SET TASK: Write out every line of the entries below as a numbered list, skipping blank lines and leaving the pictures out.

--

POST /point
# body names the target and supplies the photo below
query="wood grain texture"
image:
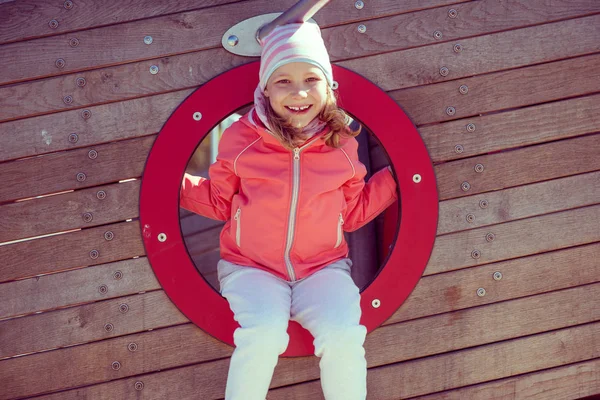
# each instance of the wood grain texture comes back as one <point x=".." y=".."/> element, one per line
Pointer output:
<point x="519" y="202"/>
<point x="513" y="129"/>
<point x="515" y="239"/>
<point x="30" y="18"/>
<point x="70" y="250"/>
<point x="58" y="172"/>
<point x="528" y="315"/>
<point x="563" y="383"/>
<point x="111" y="122"/>
<point x="47" y="292"/>
<point x="172" y="34"/>
<point x="66" y="211"/>
<point x="501" y="90"/>
<point x="518" y="167"/>
<point x="470" y="366"/>
<point x="87" y="323"/>
<point x="521" y="277"/>
<point x="482" y="54"/>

--

ANSWER TO THIS TASK:
1. POST /point
2. # body names the target and supplies the photo below
3. query="wood grain texture"
4. image:
5. # each instance of the wood grain texture comes back as one <point x=".." y=".."/> element, one per line
6. Pointer output:
7. <point x="519" y="202"/>
8. <point x="513" y="129"/>
9. <point x="515" y="239"/>
10. <point x="30" y="18"/>
11. <point x="70" y="250"/>
12. <point x="58" y="172"/>
13. <point x="528" y="315"/>
14. <point x="563" y="383"/>
15. <point x="111" y="122"/>
16. <point x="47" y="292"/>
17. <point x="172" y="34"/>
18. <point x="66" y="211"/>
19. <point x="501" y="90"/>
20. <point x="518" y="167"/>
21. <point x="470" y="366"/>
22. <point x="87" y="323"/>
23. <point x="521" y="277"/>
24. <point x="482" y="54"/>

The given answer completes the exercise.